◆ **WHAT IS BEING ASKED**: Output the listing verbatim, leaving out every picture.

--

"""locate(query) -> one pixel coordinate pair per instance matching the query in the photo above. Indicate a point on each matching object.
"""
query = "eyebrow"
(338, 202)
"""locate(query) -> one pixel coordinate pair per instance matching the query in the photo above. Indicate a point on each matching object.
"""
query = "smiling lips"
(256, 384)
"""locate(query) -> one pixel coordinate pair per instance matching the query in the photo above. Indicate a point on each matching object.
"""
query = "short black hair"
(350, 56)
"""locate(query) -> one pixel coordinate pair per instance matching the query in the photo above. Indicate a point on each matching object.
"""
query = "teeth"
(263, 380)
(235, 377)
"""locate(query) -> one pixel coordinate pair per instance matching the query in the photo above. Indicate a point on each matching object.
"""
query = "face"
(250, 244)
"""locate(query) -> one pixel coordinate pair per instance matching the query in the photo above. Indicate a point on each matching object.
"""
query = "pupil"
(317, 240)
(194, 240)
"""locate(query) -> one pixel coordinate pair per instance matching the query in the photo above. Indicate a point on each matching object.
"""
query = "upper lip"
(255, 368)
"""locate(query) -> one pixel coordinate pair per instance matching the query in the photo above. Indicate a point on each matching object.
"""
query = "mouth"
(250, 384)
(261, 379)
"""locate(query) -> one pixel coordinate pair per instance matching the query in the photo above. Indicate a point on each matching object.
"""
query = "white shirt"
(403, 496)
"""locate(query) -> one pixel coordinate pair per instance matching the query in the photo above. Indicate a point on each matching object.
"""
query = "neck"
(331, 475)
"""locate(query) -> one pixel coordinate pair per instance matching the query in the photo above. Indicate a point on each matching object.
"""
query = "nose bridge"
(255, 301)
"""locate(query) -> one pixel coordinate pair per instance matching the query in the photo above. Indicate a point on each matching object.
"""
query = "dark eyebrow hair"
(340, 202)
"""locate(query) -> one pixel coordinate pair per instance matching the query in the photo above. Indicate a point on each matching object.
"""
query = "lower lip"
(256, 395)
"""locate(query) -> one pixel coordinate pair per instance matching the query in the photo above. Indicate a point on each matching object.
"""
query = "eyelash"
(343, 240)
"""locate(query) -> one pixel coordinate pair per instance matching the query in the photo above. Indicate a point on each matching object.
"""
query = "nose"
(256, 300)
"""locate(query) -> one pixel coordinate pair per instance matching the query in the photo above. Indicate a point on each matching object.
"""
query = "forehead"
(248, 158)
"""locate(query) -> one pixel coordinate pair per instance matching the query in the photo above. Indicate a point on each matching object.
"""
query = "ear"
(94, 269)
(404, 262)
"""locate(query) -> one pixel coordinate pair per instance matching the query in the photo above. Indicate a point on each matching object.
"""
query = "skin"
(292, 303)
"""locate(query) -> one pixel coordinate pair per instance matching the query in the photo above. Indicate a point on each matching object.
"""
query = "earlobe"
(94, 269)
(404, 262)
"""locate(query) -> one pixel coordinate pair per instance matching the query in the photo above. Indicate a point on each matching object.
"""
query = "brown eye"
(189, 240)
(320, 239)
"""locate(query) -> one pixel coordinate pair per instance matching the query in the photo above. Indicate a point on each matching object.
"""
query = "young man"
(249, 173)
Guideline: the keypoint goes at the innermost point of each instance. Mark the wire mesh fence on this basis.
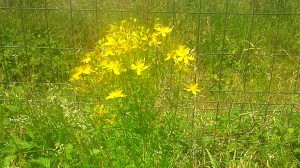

--

◆ **EXERCISE OUTPUT**:
"""locate(query) -> one pixel coordinate pair per instance matching the query in the photo above. Indicate a point on each matching object.
"""
query = "eyebrow"
(338, 202)
"""locate(query) -> one pixel coordinate pair per instance matching the query in the photo above. Indicate a point on each matching object.
"""
query = "smiling lips"
(256, 384)
"""locate(query) -> one pixel coordinate pair per instance matching the query in the photo above. Indicate a point on each matching object.
"""
query = "short black hair"
(350, 56)
"""locate(query) -> one pixel coordinate pair per instance matching the query in the photo above. Indicate a point on each matching object.
"""
query = "teeth"
(263, 380)
(235, 377)
"""locate(query) -> one pixel coordinate pair per instance matching the query in the photo above. Indicate a point on each matching object.
"""
query = "face"
(250, 244)
"""locate(query) -> one pixel coordinate pair per instance matching the query in the photo above. Indicate a point on each matching object.
"""
query = "pupil"
(317, 240)
(194, 240)
"""locate(query) -> one pixel coordinate pair per instance matching the query in the photo above. Indicate a point on each matching object.
"""
query = "upper lip"
(255, 368)
"""locate(query) -> one pixel coordinate pair per instance matching the query in the photo above. Indicate a point on each matching object.
"""
query = "mouth"
(250, 384)
(261, 379)
"""locate(query) -> one pixel coordinate pair per instance matching the query in the photo above. Indicate a point on each matching object.
"""
query = "white shirt"
(403, 496)
"""locate(query) -> one pixel coordinate pair per instance matching the query in the photo above. Indicate a point on each matching object.
"""
query = "neck"
(331, 475)
"""locate(query) -> one pixel coordinate pair per instance matching the query in the photo above. Indicate a point on each matching object.
"""
query = "nose bridge"
(255, 301)
"""locate(query) -> one pixel coordinate pair per instance matching the query in the photo above. Indicate a point on each matching object.
"""
query = "dark eyebrow hair"
(340, 202)
"""locate(query) -> one pixel coordinate pair per instance matching the query in the photo above. Indicate a point on each matching object.
"""
query = "lower lip"
(256, 395)
"""locate(query) -> one pixel coordinate pair per instance matching the query in the photo above. Indicate a point on each matching object.
"""
query = "eyelash"
(343, 240)
"""locate(query) -> one pixel coordinate pair per instance matching the query in the photo above. Indicate a point on each matching object.
"""
query = "nose"
(256, 300)
"""locate(query) -> one pixel coordinate pair per instance matching the query in the photo above. Indicate a point on each matching object.
"""
query = "forehead"
(248, 158)
"""locate(query) -> one pixel coordinate pair per instance matching the query in the photo above. Indicate a point on each matching object.
"""
query = "ear"
(94, 269)
(404, 262)
"""locate(query) -> one pixel coordinate pair per instance matching the query in the photo above. Indicate a point on each matching object.
"""
query = "skin"
(292, 303)
"""locate(query) -> one pixel coordinate pair per instance matching the query in the photo above. Indicate a point on each matching object.
"""
query = "earlobe"
(94, 269)
(404, 262)
"""locate(query) -> one pixel coordinate pair per instance matching the query in the photo above. Indicate a point on each matching object.
"""
query = "brown eye"
(189, 240)
(320, 239)
"""locate(query) -> one pixel coordinate pair per instance matching the query in the photo above. Indicate a point on each matching object.
"""
query = "young man"
(249, 173)
Guideline: the keypoint goes at the innermost point of each instance. Mark the wire mesh fence on this basis.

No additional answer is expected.